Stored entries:
■ ■ ■ ■ ■ ■ ■

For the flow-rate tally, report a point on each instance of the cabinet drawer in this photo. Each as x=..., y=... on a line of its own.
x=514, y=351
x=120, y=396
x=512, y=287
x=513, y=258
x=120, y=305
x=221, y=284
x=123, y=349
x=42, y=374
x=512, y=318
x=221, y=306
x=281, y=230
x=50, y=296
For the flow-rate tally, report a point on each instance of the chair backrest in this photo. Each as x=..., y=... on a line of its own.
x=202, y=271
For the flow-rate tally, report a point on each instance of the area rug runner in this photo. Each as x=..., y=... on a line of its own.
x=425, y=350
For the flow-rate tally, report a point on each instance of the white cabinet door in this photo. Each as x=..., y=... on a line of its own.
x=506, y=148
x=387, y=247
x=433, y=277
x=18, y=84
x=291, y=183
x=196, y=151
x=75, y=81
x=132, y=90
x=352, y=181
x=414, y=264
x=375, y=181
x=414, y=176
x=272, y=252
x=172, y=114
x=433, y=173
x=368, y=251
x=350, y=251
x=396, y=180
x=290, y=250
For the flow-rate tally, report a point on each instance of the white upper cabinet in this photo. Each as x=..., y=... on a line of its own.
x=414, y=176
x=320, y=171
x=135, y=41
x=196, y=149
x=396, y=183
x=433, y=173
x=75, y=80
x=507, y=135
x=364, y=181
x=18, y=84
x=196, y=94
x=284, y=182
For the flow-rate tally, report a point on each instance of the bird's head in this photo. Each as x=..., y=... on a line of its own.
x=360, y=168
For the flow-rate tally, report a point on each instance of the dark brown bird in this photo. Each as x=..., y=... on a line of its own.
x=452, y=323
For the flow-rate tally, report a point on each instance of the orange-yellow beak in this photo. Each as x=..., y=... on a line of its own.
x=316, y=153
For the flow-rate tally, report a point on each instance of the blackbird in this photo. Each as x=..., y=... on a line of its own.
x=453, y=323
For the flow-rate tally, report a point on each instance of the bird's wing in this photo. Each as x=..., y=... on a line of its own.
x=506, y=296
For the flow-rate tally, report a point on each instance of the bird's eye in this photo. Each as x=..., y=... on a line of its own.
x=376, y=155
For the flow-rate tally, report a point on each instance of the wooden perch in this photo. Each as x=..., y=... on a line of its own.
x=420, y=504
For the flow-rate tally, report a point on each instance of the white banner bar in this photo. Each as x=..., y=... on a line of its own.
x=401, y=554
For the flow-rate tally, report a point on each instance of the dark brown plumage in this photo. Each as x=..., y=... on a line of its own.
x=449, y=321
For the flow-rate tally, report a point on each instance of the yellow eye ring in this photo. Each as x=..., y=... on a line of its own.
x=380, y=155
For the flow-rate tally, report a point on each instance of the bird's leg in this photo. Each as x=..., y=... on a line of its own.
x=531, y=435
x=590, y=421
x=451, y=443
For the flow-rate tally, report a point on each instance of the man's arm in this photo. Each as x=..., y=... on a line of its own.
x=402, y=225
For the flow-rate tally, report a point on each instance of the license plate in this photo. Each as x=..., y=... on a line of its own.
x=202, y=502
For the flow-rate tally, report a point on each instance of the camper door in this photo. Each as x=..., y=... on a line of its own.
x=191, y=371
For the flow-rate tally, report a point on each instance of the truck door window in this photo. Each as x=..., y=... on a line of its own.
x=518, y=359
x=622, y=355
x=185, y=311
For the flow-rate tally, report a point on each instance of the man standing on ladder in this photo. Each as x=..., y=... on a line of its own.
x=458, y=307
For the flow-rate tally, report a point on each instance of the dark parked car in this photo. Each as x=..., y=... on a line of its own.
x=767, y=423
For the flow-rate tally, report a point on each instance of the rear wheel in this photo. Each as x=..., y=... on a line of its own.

■ ■ ■ ■ ■ ■ ■

→ **Exercise details**:
Please reproduce all of the entries exactly as they stand.

→ **Response for this exercise**:
For the flow-rate tally, report a point on each instance of the cabinet drawer in this photo. Each as x=..., y=... on a line of its own.
x=514, y=351
x=120, y=396
x=512, y=287
x=513, y=258
x=120, y=305
x=221, y=284
x=123, y=349
x=42, y=374
x=512, y=318
x=221, y=306
x=281, y=230
x=50, y=296
For the flow-rate tally, report a point on each instance of the chair backrest in this photo. Each as x=..., y=... on a line of its own.
x=202, y=271
For the flow-rate tally, report a point on each instance of the area rug runner in this photo. Each as x=..., y=... on a line of its own.
x=425, y=350
For the flow-rate tally, report a point on each instance of the white cabinet door in this photo. Each as x=..., y=... on a line of its own.
x=506, y=148
x=387, y=247
x=433, y=277
x=18, y=84
x=291, y=183
x=196, y=151
x=75, y=81
x=132, y=90
x=352, y=181
x=414, y=264
x=375, y=181
x=414, y=176
x=272, y=252
x=172, y=114
x=433, y=173
x=368, y=251
x=350, y=251
x=396, y=180
x=290, y=250
For the flow-rate tally, report a point on each instance of the white upper cabinet in this photo. Each as x=..., y=... on a line of its own.
x=414, y=176
x=320, y=171
x=135, y=41
x=196, y=149
x=396, y=183
x=433, y=173
x=75, y=80
x=507, y=135
x=364, y=181
x=18, y=84
x=196, y=94
x=284, y=182
For the flow-rate tally, report a point on each instance of the bird's head in this photo. Each as x=..., y=... on a line of its own.
x=360, y=168
For the flow-rate tally, report a point on each instance of the dark brown bird in this photo. Each as x=..., y=... on a line of its own.
x=452, y=323
For the flow-rate tally, report a point on each instance of the orange-yellow beak in this photo. Each as x=..., y=... on a line of its own.
x=316, y=153
For the flow-rate tally, report a point on each instance of the blackbird in this photo. Each as x=..., y=... on a line of its own.
x=453, y=323
For the flow-rate tally, report a point on each instance of the bird's wing in this photo. Each as x=..., y=... on a line of its own.
x=506, y=296
For the flow-rate tally, report a point on each instance of the bird's eye in this photo. Each as x=..., y=... on a line of its own.
x=376, y=155
For the flow-rate tally, report a point on each instance of the wooden perch in this photo. Each as x=..., y=... on a line of its own.
x=420, y=504
For the flow-rate tally, report a point on each instance of the white banner bar in this photo. Each as x=..., y=... on a line of its own.
x=401, y=554
For the flow-rate tally, report a point on each instance of the dark brown plumage in this photo. Each as x=..., y=... on a line of its own.
x=449, y=321
For the flow-rate tally, report a point on each instance of the yellow eye ring in this photo. Each as x=..., y=... on a line of its own.
x=380, y=155
For the flow-rate tally, report a point on each instance of the bird's leg in this photo. Each as x=..., y=... on a line of its own.
x=531, y=435
x=590, y=421
x=451, y=443
For the flow-rate tally, report a point on each instance of the man's arm in this photo. Each as x=..., y=... on a line of its own.
x=402, y=225
For the flow-rate tally, report a point on each instance of the license plate in this photo. Each as x=..., y=... on a line of its own.
x=202, y=502
For the flow-rate tally, report a point on each instance of the camper door in this photo. Each as x=..., y=... on a line of its own.
x=191, y=371
For the flow-rate tally, report a point on each instance of the truck door window in this photo. Each as x=..., y=... on a line of its own.
x=518, y=359
x=622, y=355
x=185, y=311
For the flow-rate tally, report a point on each instance of the man standing on ladder in this photo. Each as x=..., y=... on a line of its own.
x=458, y=307
For the flow-rate tally, report a point on each instance of the dark parked car in this photo. Each as x=..., y=... on a line of its own.
x=767, y=423
For the flow-rate tally, report a point on each instance of the rear wheel in this photo. Each as x=..., y=... on a line of its own.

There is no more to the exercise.